● **Work to be completed**: From the rows below, pull out each line containing the word "this".

Dataset records on object locations:
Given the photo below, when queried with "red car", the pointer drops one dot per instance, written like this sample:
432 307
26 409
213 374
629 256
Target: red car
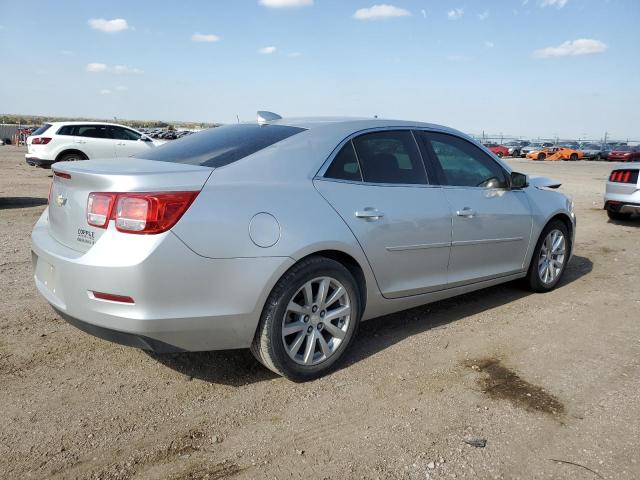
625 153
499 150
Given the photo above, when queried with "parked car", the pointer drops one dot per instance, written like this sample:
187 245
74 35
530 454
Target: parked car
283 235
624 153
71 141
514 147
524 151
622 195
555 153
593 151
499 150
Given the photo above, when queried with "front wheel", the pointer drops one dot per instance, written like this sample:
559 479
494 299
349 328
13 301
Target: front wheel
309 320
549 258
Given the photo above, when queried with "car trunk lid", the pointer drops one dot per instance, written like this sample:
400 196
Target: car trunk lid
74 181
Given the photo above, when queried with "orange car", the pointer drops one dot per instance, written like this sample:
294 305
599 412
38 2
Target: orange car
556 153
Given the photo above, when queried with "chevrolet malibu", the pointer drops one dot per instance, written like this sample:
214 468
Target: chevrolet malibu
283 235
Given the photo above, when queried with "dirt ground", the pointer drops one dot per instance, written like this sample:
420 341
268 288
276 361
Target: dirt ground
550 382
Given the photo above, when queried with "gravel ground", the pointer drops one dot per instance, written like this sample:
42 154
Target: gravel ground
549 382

● **Reply**:
Given the photo below, when queried with "red car", the pointer drops one dot per instance, written like this sample:
Given the photo above, when queried with "parked car", the pointer drops one dot per instance, written like this sample:
Given the photo above, when queried with "front wheel", the pointer drops one dot per instance, written like this sample:
Given the photo above, when queried with "car trunk lid", the pointer drops one dot per instance, written like this sample:
Given the photo above, when queried with "orange car", the pointer drops one dot per instance, written like this sample:
Given the photo above, when queried with "chevrolet malibu", the pointer drops one dot per instance, written like this sample:
Given the photo above, when queried with "dirt ground", the pointer drops one dot per instance, written like this sample:
Given the photo above, when queried with "gravel ground", the pointer drops one dot per instance, written like this sample:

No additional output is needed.